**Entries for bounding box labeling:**
§

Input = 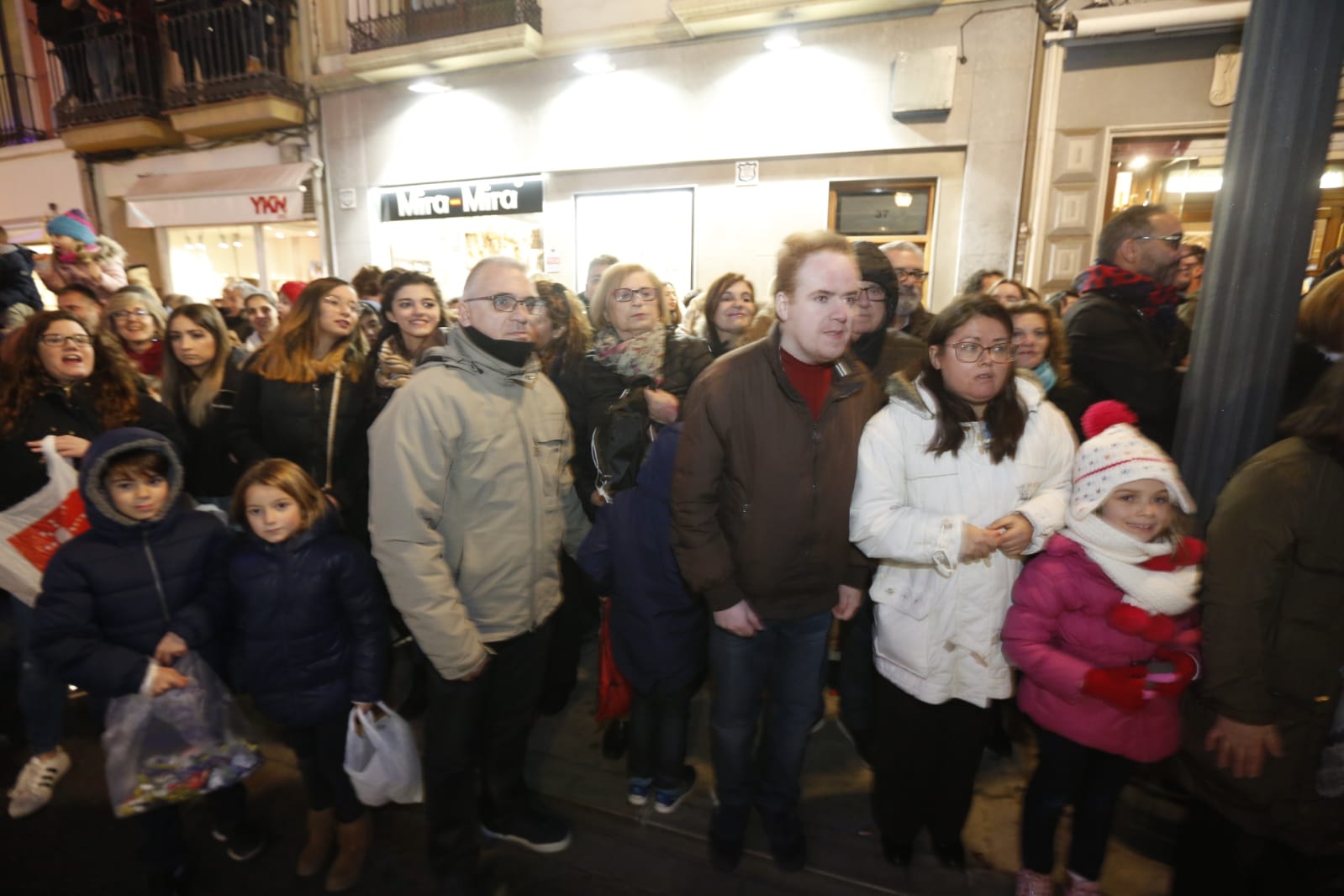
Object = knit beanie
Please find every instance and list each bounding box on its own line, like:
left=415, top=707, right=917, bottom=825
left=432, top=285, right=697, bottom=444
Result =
left=1068, top=402, right=1195, bottom=520
left=47, top=208, right=98, bottom=245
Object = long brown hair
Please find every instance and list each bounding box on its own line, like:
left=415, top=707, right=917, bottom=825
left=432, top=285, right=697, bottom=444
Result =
left=251, top=277, right=368, bottom=382
left=0, top=312, right=140, bottom=436
left=920, top=296, right=1027, bottom=463
left=162, top=303, right=235, bottom=427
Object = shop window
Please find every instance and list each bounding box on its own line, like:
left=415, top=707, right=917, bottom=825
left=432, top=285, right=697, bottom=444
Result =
left=830, top=180, right=937, bottom=252
left=574, top=187, right=695, bottom=296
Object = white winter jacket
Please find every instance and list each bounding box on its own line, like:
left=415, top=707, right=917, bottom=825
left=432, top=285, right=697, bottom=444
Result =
left=850, top=375, right=1075, bottom=707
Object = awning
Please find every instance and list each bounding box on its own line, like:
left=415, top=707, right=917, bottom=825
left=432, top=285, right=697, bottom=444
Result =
left=126, top=161, right=314, bottom=227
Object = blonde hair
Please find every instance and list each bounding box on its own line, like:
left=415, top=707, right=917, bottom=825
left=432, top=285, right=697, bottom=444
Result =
left=229, top=456, right=327, bottom=535
left=588, top=262, right=667, bottom=330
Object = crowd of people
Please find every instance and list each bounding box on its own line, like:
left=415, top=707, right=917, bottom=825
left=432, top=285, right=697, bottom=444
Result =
left=0, top=206, right=1344, bottom=896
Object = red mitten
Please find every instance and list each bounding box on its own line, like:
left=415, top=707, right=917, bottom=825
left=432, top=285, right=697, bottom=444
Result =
left=1083, top=667, right=1148, bottom=712
left=1148, top=647, right=1199, bottom=697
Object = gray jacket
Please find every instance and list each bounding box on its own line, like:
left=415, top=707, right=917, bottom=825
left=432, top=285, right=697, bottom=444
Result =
left=368, top=328, right=588, bottom=680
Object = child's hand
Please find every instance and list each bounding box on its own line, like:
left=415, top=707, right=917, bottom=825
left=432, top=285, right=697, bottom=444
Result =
left=149, top=667, right=191, bottom=697
left=155, top=631, right=187, bottom=667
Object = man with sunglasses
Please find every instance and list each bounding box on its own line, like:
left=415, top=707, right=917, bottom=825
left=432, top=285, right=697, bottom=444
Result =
left=1064, top=206, right=1189, bottom=451
left=368, top=258, right=588, bottom=893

§

**What the exercise asks:** Can you write out all of these lines again, swapping "Object" for "Target" everywhere and leaving the rest unchanged? Omit the picture.

**Reply:**
Input = 
Target = knit beanie
Please find every instance and list each bounding box on its own line, like:
left=415, top=707, right=917, bottom=825
left=432, top=285, right=697, bottom=444
Result =
left=1068, top=402, right=1195, bottom=520
left=47, top=208, right=98, bottom=245
Target = long brown hair
Please find every instance and list each bounding box on its own line, like:
left=415, top=707, right=917, bottom=825
left=432, top=285, right=697, bottom=444
Result =
left=251, top=277, right=368, bottom=382
left=0, top=312, right=140, bottom=436
left=920, top=296, right=1027, bottom=463
left=162, top=303, right=235, bottom=427
Target = shop window
Please find every instance and list each bounding box on its own line, like:
left=415, top=707, right=917, bottom=825
left=432, top=285, right=697, bottom=444
Result =
left=830, top=180, right=937, bottom=252
left=574, top=187, right=695, bottom=296
Target = white winter jacket
Please find every instance and list each bounding box on its own line, like:
left=415, top=707, right=917, bottom=825
left=432, top=285, right=697, bottom=444
Result =
left=850, top=375, right=1075, bottom=707
Target = awning
Please find every instance and list each bounding box on its own line, like:
left=415, top=707, right=917, bottom=825
left=432, top=285, right=697, bottom=444
Result =
left=126, top=161, right=314, bottom=227
Target = blonde hair
Please find every instance and list each bounding box on its own line, like:
left=415, top=707, right=917, bottom=825
left=432, top=285, right=697, bottom=444
Result =
left=229, top=456, right=327, bottom=535
left=588, top=262, right=667, bottom=330
Target = crowd of people
Please find every instance and list each bounding box on its own line, like:
left=415, top=707, right=917, bottom=825
left=432, top=285, right=697, bottom=444
Result =
left=0, top=206, right=1344, bottom=896
Target = red mitten
Please find every instance and list each bounding box on its own line, like:
left=415, top=707, right=917, bottom=825
left=432, top=285, right=697, bottom=444
Result =
left=1083, top=667, right=1148, bottom=712
left=1148, top=647, right=1199, bottom=697
Target = gray jacket
Please find every instance and list each bounding box on its own line, like:
left=415, top=707, right=917, bottom=825
left=432, top=285, right=697, bottom=444
Result =
left=368, top=328, right=588, bottom=680
Target = child's hand
Please find every instance and list each bounding box on its own line, like:
left=415, top=707, right=917, bottom=825
left=432, top=285, right=697, bottom=444
Result =
left=149, top=667, right=191, bottom=697
left=155, top=631, right=187, bottom=667
Target = man with sunglasses
Please find every instance and list each bounding box on its own line, like:
left=415, top=707, right=917, bottom=825
left=432, top=285, right=697, bottom=444
Result =
left=1064, top=206, right=1189, bottom=451
left=368, top=258, right=588, bottom=893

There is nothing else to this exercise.